[Goal] Please arrange the part of the material below that opens with the line containing "[locate] the truck front bumper" and closes with the last line of the material as a numbered list, leaving out blank lines. Include both of those end lines and nothing from outside that part.

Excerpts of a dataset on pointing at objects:
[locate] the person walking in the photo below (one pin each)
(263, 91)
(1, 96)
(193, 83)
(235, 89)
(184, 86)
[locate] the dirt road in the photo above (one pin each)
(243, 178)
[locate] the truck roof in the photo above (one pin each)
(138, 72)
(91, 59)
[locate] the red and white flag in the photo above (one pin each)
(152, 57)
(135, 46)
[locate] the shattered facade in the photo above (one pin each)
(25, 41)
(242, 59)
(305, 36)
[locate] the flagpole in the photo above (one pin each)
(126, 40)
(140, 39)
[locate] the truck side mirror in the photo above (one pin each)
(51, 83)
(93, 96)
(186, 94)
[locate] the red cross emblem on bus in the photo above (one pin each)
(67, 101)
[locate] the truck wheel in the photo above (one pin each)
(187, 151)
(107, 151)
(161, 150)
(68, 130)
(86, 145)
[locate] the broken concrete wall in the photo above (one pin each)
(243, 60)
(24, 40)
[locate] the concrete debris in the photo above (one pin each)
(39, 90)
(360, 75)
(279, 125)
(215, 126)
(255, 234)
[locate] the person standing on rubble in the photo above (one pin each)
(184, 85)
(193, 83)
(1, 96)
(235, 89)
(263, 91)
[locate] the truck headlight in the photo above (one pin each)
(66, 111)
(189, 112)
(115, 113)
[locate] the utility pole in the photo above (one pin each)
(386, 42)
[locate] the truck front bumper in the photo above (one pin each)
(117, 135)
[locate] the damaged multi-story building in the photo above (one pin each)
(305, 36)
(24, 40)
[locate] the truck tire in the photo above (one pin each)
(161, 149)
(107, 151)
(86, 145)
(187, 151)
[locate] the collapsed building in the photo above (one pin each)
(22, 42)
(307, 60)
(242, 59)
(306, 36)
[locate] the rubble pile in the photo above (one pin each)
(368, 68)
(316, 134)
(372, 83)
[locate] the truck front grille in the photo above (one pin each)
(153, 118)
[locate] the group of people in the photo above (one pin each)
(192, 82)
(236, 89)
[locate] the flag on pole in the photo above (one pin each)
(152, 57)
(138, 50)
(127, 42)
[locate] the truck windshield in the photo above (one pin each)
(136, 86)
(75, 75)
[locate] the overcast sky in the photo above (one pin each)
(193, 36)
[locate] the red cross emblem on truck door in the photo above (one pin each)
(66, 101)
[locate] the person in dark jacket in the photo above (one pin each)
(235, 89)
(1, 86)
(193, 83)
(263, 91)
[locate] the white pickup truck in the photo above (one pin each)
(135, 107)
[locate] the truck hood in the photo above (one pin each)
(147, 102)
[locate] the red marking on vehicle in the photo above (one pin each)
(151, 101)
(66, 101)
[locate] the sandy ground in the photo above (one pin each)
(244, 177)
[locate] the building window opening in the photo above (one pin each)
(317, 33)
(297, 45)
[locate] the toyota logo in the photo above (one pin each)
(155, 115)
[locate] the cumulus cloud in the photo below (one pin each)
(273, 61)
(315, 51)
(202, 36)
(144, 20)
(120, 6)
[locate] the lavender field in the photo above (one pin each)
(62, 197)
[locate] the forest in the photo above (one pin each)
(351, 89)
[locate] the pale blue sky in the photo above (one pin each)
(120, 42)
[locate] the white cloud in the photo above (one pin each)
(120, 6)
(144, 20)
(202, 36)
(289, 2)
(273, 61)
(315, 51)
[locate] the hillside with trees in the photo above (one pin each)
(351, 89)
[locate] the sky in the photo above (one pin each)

[Solution below]
1. [locate] the truck front bumper in the photo above (one pin each)
2. (117, 135)
3. [locate] the damaged multi-story building in the photo above (one pin each)
4. (305, 36)
5. (24, 40)
6. [locate] the truck tire in the photo above (one pin each)
7. (161, 149)
8. (107, 151)
9. (86, 145)
10. (187, 151)
11. [locate] the collapsed building in the photo above (one pin each)
12. (22, 42)
13. (307, 60)
14. (242, 59)
15. (306, 36)
16. [locate] the rubble pile in the photo above (one pin each)
17. (368, 68)
18. (316, 134)
19. (372, 83)
20. [locate] the truck front grille in the photo above (one pin each)
21. (153, 118)
22. [locate] the group of people in the photo above (one pin each)
23. (192, 82)
24. (236, 89)
25. [locate] the flag on pole in the photo above (one pin each)
26. (152, 57)
27. (138, 50)
28. (127, 42)
29. [locate] the truck windshield in the photo above (one pin each)
30. (136, 86)
31. (75, 75)
32. [locate] the overcast sky in the photo above (one pin each)
33. (193, 36)
34. [locate] the red cross emblem on truck door in the photo above (one pin each)
35. (66, 101)
36. [locate] the person in dark jacket in the photo above (one pin each)
37. (235, 89)
38. (1, 86)
39. (193, 83)
40. (263, 91)
41. [locate] the white pickup truck in the photo above (one pin each)
42. (135, 107)
43. [locate] the truck hood in the photo above (one pin each)
44. (147, 102)
45. [locate] the red marking on vehicle in the photo above (one pin each)
46. (151, 101)
47. (66, 101)
48. [locate] the sandy ground in the photo above (one pin each)
49. (244, 177)
50. [locate] the building window opening in the photo above (one pin each)
51. (317, 33)
52. (297, 45)
53. [locate] the toyota logo in the photo above (one pin each)
54. (155, 115)
55. [locate] the cumulus cloud in the photo below (one pin each)
56. (273, 61)
57. (315, 51)
58. (202, 36)
59. (144, 20)
60. (120, 6)
61. [locate] the lavender field in the photo above (one pin each)
62. (62, 197)
63. [locate] the forest in the photo above (one pin each)
64. (351, 89)
65. [locate] the pale blue sky in the photo above (one pin each)
66. (120, 42)
67. [locate] the white cloud in the photo above (one pin each)
68. (120, 6)
69. (144, 20)
70. (202, 36)
71. (289, 2)
72. (273, 61)
73. (315, 51)
74. [locate] the hillside with trees in the photo above (one pin each)
75. (351, 89)
76. [locate] the sky in the photo above (one pin each)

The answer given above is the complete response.